**Provided passage**
┌──
The process of combustion of liquid or gaseous halocarbon wastes using a gaseous or gasified fuel and an excess of air or oxygen is well known in the art. A temperature of at least 1000° C. is usually employed in the combustion zone, and the combustion chamber is ordinarily made of refractory bricks or tiles to withstand these temperatures and the hot corrosive gases resulting from the combustion. The refractory brick or tiles can be surrounded by a layer of insulating brick to reduce heat loss, and a metal outer wall for increased strength. The fuel, air and combustible or non-combustible halocarbons are usually introduced separately into the combustion zone, with any non-combustibles entering after the flame area. The usual products of combustion are primarily carbon dioxide and hydrogen halides. The hydrogen halides are typically removed by dissolving in water to make an aqueous acid as described above with reference to the FIGURE. The resulting aqueous acid is collected and either purified for further use or for sale or neutralized for disposal, depending on its concentration, composition and quality. The carbon dioxide and excess air are ordinarily vented to the atmosphere after a final scrubbing step to remove any remaining acidic impurities.

The process of the present invention is concerned with the quenching step described above in which the hot oxidative flue gases containing hydrogen halides are directly quenched in an aqueous liquid to make an aqueous acid solution, and in particular wherein the hydrogen halides contain fluorine, bromine and/or iodine and optionally chlorine, and wherein the concentration by weight of resulting aqueous acid is greater than about 10%.
└──
**Dataset extract**
┌──
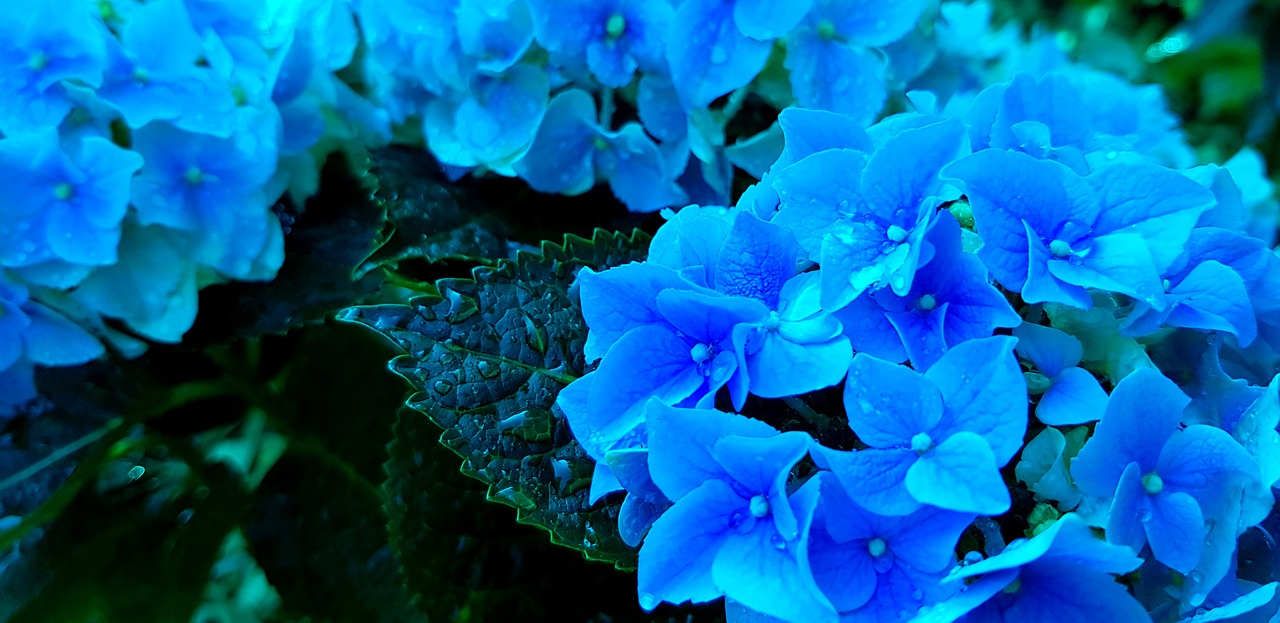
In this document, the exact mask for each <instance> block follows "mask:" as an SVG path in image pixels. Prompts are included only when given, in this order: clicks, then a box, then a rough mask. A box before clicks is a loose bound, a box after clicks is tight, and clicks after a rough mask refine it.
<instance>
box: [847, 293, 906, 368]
mask: <svg viewBox="0 0 1280 623" xmlns="http://www.w3.org/2000/svg"><path fill="white" fill-rule="evenodd" d="M835 316H836V319H837V320H840V324H841V325H842V326H844V327H845V335H847V336H849V342H850V344H851V345H852V347H854V351H855V352H859V353H867V354H869V356H872V357H877V358H881V359H884V361H887V362H891V363H899V362H904V361H906V348H905V347H904V344H902V338H901V336H900V335H899V333H897V329H895V327H893V324H892V322H890V320H888V316H886V315H884V308H883V307H881V306H879V304H877V303H876V299H873V298H872V297H870V296H869V294H863V296H861V297H858V298H855V299H854V301H852V302H851V303H849V304H846V306H845V307H842V308H841V310H840V311H837V312H836V313H835Z"/></svg>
└──
**Work order 1**
In the passage on halocarbon waste combustion, what temperature is usually employed in the combustion zone?
**Work order 2**
Output the halocarbon combustion passage from "The process of the" up to and including "than about 10%.".

**Written reply 1**
At least 1000° C.

**Written reply 2**
The process of the present invention is concerned with the quenching step described above in which the hot oxidative flue gases containing hydrogen halides are directly quenched in an aqueous liquid to make an aqueous acid solution, and in particular wherein the hydrogen halides contain fluorine, bromine and/or iodine and optionally chlorine, and wherein the concentration by weight of resulting aqueous acid is greater than about 10%.